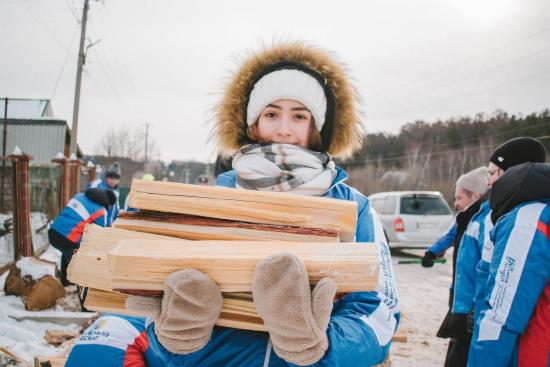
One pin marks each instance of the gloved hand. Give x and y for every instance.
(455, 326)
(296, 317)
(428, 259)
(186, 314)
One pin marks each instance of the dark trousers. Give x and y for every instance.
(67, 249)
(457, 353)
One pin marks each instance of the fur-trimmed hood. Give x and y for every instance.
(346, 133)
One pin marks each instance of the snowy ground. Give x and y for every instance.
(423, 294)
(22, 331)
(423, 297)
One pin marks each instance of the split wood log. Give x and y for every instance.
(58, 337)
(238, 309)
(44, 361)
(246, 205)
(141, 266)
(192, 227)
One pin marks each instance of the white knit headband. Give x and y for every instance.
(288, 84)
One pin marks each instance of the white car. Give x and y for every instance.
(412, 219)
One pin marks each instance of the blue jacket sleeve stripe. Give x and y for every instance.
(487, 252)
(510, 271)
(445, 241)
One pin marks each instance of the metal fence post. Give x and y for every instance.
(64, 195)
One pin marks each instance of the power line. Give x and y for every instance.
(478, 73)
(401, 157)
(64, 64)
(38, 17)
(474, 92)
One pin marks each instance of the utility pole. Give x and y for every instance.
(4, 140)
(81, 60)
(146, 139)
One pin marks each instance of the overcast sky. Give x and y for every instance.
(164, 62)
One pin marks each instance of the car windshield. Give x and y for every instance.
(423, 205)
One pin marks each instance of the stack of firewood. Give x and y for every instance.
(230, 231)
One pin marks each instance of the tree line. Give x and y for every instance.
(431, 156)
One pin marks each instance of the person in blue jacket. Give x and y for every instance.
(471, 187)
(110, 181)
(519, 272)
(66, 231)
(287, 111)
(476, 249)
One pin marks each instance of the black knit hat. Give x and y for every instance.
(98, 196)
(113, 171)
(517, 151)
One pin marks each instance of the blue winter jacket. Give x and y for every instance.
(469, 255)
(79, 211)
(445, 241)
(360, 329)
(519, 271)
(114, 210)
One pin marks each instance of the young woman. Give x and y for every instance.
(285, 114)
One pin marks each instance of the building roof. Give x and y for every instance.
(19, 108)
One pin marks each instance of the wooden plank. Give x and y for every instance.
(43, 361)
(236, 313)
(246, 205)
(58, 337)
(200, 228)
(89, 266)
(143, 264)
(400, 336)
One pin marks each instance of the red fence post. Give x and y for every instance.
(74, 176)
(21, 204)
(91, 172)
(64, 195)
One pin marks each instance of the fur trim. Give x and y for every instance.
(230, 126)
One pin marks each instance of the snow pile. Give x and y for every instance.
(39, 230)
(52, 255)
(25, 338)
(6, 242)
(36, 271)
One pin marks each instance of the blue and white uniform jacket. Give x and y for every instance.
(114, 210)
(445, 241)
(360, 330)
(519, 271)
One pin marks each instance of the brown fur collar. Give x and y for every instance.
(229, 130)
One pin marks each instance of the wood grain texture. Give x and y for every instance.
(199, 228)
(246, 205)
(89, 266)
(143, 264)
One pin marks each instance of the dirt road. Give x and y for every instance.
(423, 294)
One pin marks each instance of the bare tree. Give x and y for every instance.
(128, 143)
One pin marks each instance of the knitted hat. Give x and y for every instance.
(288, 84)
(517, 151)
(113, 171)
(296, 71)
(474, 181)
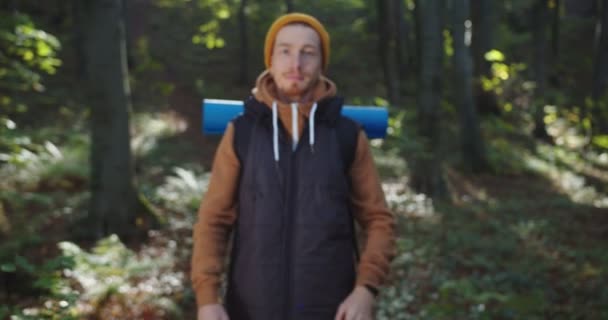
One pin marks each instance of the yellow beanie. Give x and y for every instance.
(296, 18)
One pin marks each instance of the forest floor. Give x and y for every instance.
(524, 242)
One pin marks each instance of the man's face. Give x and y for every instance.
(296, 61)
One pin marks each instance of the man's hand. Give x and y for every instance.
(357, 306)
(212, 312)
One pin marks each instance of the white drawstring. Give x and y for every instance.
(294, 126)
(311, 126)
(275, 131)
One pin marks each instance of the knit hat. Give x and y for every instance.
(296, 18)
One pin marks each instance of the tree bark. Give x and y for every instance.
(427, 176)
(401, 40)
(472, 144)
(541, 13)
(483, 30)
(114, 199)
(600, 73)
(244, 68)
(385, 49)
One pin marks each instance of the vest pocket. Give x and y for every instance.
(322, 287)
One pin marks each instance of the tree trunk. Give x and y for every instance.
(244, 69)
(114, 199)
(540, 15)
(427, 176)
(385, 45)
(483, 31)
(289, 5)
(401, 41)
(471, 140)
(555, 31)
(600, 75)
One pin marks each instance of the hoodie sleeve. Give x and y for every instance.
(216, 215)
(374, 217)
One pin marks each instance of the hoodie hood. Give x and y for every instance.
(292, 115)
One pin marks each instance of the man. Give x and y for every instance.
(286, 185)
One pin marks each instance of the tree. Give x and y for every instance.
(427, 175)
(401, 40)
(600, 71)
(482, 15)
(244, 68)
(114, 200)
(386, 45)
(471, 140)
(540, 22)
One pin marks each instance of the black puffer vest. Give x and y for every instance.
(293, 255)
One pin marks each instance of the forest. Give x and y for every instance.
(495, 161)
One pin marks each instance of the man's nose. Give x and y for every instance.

··········

_REQUIREMENTS:_
Output every entry word for word, but omit the pictures.

_SOLVED EXERCISE:_
One pin marks each instance of the gloved hand. Give x and y for every instance.
(455, 326)
(296, 317)
(428, 259)
(186, 314)
One pin marks each instance of the dark trousers. Give x and y for every instance.
(67, 249)
(457, 353)
One pin marks each instance of the fur-trimmed hood. Give x and y for every instance.
(346, 133)
One pin marks each instance of the snowy ground. Give x and y for every instance.
(423, 294)
(22, 331)
(423, 297)
One pin marks each instance of the split wood log. Give x and y for every instance.
(58, 337)
(238, 309)
(44, 361)
(246, 205)
(141, 266)
(192, 227)
One pin marks each instance of the white knit headband. Give x and y for every instance.
(288, 84)
One pin marks each instance of the white car. Give x and y for every instance.
(412, 219)
One pin marks each instance of the blue jacket sleeve stripe. Give x and y for every instance.
(487, 252)
(510, 271)
(445, 241)
One pin marks each instance of the metal fence post. Give x and y for every instance.
(64, 195)
One pin marks each instance of the power line. Give x and y for every instance.
(478, 73)
(401, 157)
(64, 64)
(38, 17)
(474, 92)
One pin marks each instance of the utility pole. Give x and y for every instance.
(4, 140)
(81, 60)
(146, 139)
One pin marks each instance of the overcast sky. Give x and y for every instance.
(164, 62)
One pin marks each instance of the car windshield. Give x and y for every instance.
(423, 205)
One pin marks each instance of the stack of firewood. Give x and y for every instance.
(230, 231)
One pin marks each instance of the tree line. Give x and y for every instance.
(431, 156)
One pin marks each instance of the person in blue jacket. Give x and y for every instance.
(471, 187)
(110, 181)
(519, 272)
(66, 231)
(287, 111)
(476, 249)
One pin marks each instance of the black knit hat. Give x and y for every instance.
(98, 196)
(113, 171)
(517, 151)
One pin marks each instance of the blue winter jacket. Give x and y for every instance.
(469, 255)
(79, 211)
(445, 241)
(360, 329)
(519, 271)
(114, 210)
One pin marks each instance of the young woman. Give x and y for every instance.
(285, 114)
One pin marks each instance of the building roof. Give x and y for every instance.
(19, 108)
One pin marks each instance of the wooden plank. Give x and y for every instance.
(43, 361)
(236, 313)
(246, 205)
(58, 337)
(200, 228)
(89, 266)
(143, 264)
(400, 336)
One pin marks each instance of the red fence post. Give x and y for every instance.
(74, 176)
(21, 204)
(91, 172)
(64, 195)
One pin marks each instance of the fur trim. Give x and y for every instance.
(230, 126)
One pin marks each instance of the snow pile. Give x and y for every instance.
(39, 230)
(52, 255)
(25, 338)
(6, 242)
(36, 271)
One pin marks each instance of the blue and white uniform jacket. Give x and y for every instance.
(114, 210)
(445, 241)
(360, 330)
(519, 271)
One pin marks each instance of the brown fur collar. Give x and y for every instance.
(229, 130)
One pin marks each instance of the wood grain texture. Give x and y for every instance.
(199, 228)
(246, 205)
(89, 266)
(143, 264)
One pin marks each instance of the dirt road. Give x and y for every instance.
(423, 294)
One pin marks each instance of the bare tree. Give x and y for every instance.
(128, 143)
One pin marks each instance of the knitted hat. Give x and y for every instance.
(288, 84)
(517, 151)
(113, 171)
(296, 71)
(474, 181)
One pin marks each instance of the yellow beanie. Give x and y for every instance.
(296, 18)
One pin marks each instance of the forest floor. Give x and y for every instance.
(524, 242)
One pin marks each instance of the man's face. Give x and y for every instance.
(296, 61)
One pin marks each instance of the man's hand. Give x and y for every instance.
(357, 306)
(212, 312)
One pin marks each instance of the white drawstring. Give x and y for every instance.
(294, 126)
(311, 126)
(275, 131)
One pin marks each instance of the knit hat. Give x and y for every instance.
(296, 18)
One pin marks each instance of the tree bark. Give x and y for every instance.
(427, 176)
(401, 40)
(472, 144)
(541, 13)
(483, 30)
(114, 199)
(600, 73)
(244, 68)
(385, 49)
One pin marks each instance of the vest pocket. Give x and y for every instance.
(322, 287)
One pin marks each instance of the tree trunk. Give x and y for every instance.
(244, 69)
(114, 199)
(540, 15)
(427, 176)
(385, 45)
(483, 31)
(289, 5)
(401, 41)
(471, 140)
(555, 31)
(600, 75)
One pin marks each instance of the hoodie sleeve. Give x and y for every instance.
(216, 215)
(374, 217)
One pin marks each instance of the hoodie hood. Give x and y for every instance.
(292, 115)
One pin marks each instance of the man. Give x and y for every instance.
(286, 185)
One pin marks each instance of the tree. Give x and y for every instance.
(427, 175)
(401, 40)
(600, 71)
(482, 15)
(244, 68)
(114, 200)
(386, 45)
(471, 140)
(540, 22)
One pin marks each instance of the black puffer vest. Give x and y for every instance.
(293, 255)
One pin marks each instance of the forest. Give x and y for every instance.
(495, 161)
One pin marks each instance of the man's nose. Give x and y for every instance.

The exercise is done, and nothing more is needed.